**Supplied passage**
+ + + +

Analysing Data

From GEST-S482 Digital Business
Jump to navigation Jump to search

Introduction

Corporate analytics (or business intelligence) is about using the data that you produce and that you ingest from outside and make it useful by transforming it and presenting it to the business analysts in a way that makes sense for them (and that is easy to use).

Dimensional Models

The whole field of traditional business intelligence created a number of concepts and techniques so that businesspeople can access data in the format they will intuitively understand. Traditionally, the process was organized around 3 phases:

  • The ETL, for Extract-Transform-Load,
  • The Semantic Layer, usually a data warehouse,
  • And the Presentation Layer, usually data cubes.

ETL Layer

This phase involves extracting data from a source (often what are called transactional systems, as opposed to analytical systems, or even from the web), transforming them to standardized them, and finally, load and store them in the data infrastructure.

Semantic layer

The goal of an analytics system is to answer business questions. In order to do so, your data must have meaning. Meaning is usually built by providing context to datapoints. A semantic layer is a part of a database where data is embedded in context. In this case, data is usually organized in a dimensional model. In such a model, numerical values are gathered in tables called fact tables. Besides these values, fact tables only contain foreign keys corresponding to points in dimensions.

+ + + +

Stored items from a collection
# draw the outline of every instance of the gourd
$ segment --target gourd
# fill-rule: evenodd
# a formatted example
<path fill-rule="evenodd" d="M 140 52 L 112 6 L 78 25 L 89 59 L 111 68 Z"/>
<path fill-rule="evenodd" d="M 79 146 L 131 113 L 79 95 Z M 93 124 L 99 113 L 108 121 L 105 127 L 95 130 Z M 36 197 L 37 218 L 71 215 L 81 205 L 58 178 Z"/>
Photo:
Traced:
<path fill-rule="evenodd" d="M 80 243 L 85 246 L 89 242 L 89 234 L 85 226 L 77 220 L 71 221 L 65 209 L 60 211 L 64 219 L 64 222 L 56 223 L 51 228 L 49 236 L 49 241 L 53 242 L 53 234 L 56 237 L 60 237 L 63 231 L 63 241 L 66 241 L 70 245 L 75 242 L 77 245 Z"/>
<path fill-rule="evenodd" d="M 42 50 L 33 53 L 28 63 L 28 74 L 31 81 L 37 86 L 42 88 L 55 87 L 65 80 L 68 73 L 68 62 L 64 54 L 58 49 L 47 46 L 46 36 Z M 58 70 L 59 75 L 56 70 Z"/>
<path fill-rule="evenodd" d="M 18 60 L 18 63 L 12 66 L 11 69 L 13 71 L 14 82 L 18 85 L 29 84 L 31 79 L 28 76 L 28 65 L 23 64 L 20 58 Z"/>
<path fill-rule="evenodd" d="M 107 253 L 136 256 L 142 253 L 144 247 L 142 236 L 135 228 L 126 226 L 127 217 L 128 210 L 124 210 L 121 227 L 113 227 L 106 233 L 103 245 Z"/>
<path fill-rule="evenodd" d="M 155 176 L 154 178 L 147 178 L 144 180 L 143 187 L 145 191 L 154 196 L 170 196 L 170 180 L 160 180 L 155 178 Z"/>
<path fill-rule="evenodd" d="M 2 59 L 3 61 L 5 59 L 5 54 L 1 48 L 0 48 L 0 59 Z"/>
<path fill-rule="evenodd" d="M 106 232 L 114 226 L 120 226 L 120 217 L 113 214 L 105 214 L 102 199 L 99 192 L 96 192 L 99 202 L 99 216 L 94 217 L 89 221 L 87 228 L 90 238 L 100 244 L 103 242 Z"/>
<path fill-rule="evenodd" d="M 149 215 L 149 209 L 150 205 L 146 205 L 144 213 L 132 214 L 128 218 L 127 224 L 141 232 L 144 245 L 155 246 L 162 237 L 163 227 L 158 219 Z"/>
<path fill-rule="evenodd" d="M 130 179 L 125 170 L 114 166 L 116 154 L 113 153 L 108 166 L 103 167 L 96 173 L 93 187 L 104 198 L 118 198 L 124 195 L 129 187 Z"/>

+ + + +

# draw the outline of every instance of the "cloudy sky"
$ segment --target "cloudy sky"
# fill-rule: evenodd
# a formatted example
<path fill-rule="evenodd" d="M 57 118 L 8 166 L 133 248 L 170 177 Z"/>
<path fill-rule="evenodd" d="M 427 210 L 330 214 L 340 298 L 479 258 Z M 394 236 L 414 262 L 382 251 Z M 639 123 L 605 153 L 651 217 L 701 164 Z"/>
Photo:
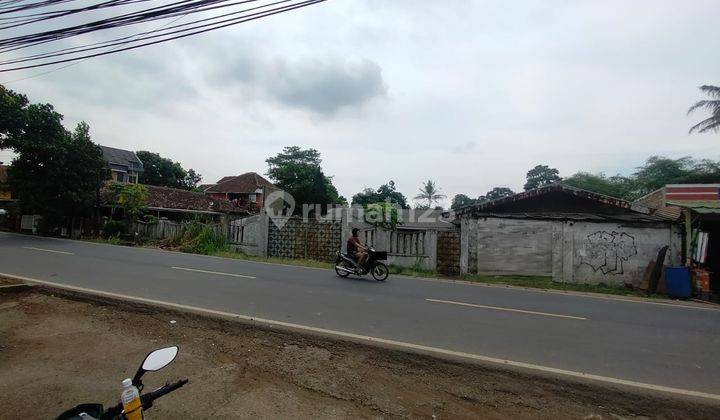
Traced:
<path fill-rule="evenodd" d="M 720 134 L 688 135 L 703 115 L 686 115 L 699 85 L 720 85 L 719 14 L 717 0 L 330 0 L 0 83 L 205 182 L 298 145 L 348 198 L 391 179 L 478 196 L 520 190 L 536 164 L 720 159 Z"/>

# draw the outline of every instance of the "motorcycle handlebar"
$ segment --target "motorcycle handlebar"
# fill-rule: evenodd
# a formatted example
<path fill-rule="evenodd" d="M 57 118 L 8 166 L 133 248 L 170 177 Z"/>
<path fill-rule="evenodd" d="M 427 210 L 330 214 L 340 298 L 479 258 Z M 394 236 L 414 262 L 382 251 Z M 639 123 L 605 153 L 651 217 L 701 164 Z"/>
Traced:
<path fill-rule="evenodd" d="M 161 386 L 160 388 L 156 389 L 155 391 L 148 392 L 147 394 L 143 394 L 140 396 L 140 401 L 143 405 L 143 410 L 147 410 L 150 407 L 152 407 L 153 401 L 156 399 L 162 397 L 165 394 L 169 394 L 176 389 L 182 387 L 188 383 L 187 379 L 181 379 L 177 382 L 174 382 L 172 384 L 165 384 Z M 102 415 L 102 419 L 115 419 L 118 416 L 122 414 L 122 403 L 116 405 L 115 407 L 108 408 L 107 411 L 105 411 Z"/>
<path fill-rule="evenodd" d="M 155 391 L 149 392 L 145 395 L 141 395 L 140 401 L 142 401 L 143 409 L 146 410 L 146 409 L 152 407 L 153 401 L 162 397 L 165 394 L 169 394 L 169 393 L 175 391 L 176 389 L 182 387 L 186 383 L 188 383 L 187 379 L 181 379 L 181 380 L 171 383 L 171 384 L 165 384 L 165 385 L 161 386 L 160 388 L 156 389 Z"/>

+ + + +

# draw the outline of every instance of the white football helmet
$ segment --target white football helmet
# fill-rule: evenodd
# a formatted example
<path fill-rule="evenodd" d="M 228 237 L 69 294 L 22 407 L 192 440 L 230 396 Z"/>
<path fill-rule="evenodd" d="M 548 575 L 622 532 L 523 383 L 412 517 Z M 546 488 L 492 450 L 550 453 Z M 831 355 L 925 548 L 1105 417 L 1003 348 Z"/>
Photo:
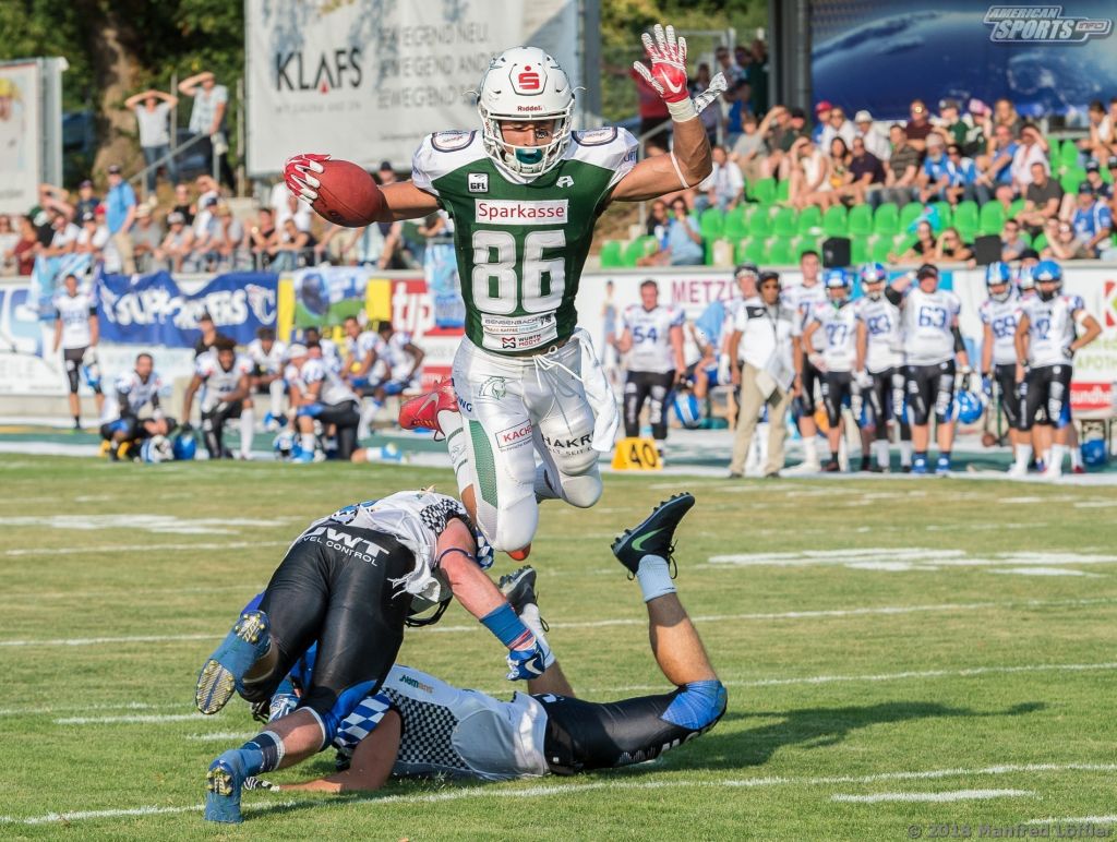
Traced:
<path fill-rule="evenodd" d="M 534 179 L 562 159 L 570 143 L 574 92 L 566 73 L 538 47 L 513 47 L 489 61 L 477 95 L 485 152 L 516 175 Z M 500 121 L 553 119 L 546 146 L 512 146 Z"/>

+ + + +

**Problems to work on**
A. Answer these from the Analysing Data page:
(i) What does ETL stand for?
(ii) What is the semantic layer usually?
(iii) In a dimensional model, what are the tables that gather numerical values called?
B. Write out the part of the Analysing Data page starting at "The whole field" and ending at "usually data cubes.".
C. Using the Analysing Data page, say whether each statement agrees with it. Answer yes or no and quote the words that decide it.
(i) The presentation layer is usually data cubes.
(ii) Besides numerical values, fact tables also hold descriptive text about each datapoint.
(iii) The ETL phase can extract data from the web.

**Solutions below**
A.
(i) Extract-Transform-Load
(ii) A data warehouse
(iii) Fact tables

B.
The whole field of traditional business intelligence created a number of concepts and techniques so that businesspeople can access data in the format they will intuitively understand. Traditionally, the process was organized around 3 phases:

  • The ETL, for Extract-Transform-Load,
  • The Semantic Layer, usually a data warehouse,
  • And the Presentation Layer, usually data cubes.

C.
(i) Yes: "And the Presentation Layer, usually data cubes."
(ii) No: "Besides these values, fact tables only contain foreign keys corresponding to points in dimensions."
(iii) Yes: "or even from the web"